### [Stated exercise]
Rewrite the lines starting at the one containing "For this challenge, identify the man's" and ending at the one containing "point(471, 219)", replacing "pin" with "marker" and keeping everything else the same. Leave the pictures out.

### [Input rows]
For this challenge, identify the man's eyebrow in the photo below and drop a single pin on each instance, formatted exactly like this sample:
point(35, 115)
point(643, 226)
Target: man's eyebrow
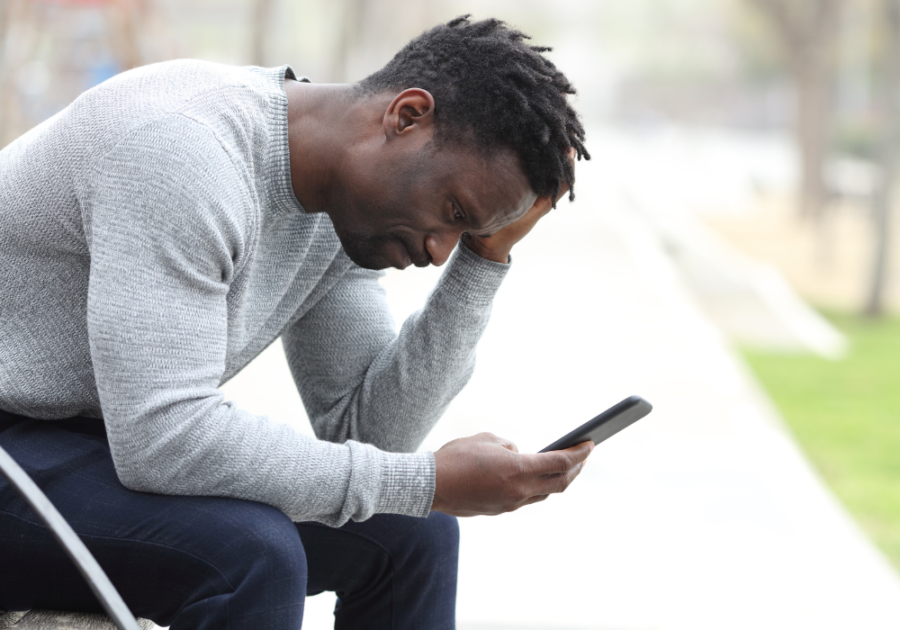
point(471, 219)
--
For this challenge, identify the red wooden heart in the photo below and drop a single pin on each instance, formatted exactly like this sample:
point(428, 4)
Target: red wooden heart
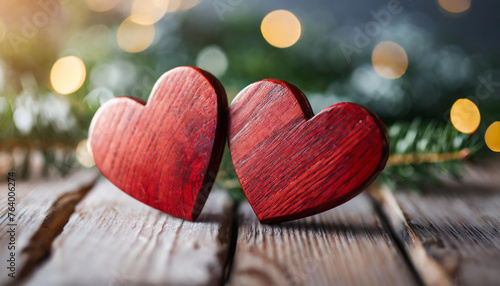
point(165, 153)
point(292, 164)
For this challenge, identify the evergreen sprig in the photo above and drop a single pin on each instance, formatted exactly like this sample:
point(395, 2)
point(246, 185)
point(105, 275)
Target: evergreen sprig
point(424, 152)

### [Expected output]
For this challenge, identify the man's eyebrow in the photo below and drop a single marker on each instance, formatted exactly like this sample:
point(35, 115)
point(643, 226)
Target: man's eyebrow
point(471, 219)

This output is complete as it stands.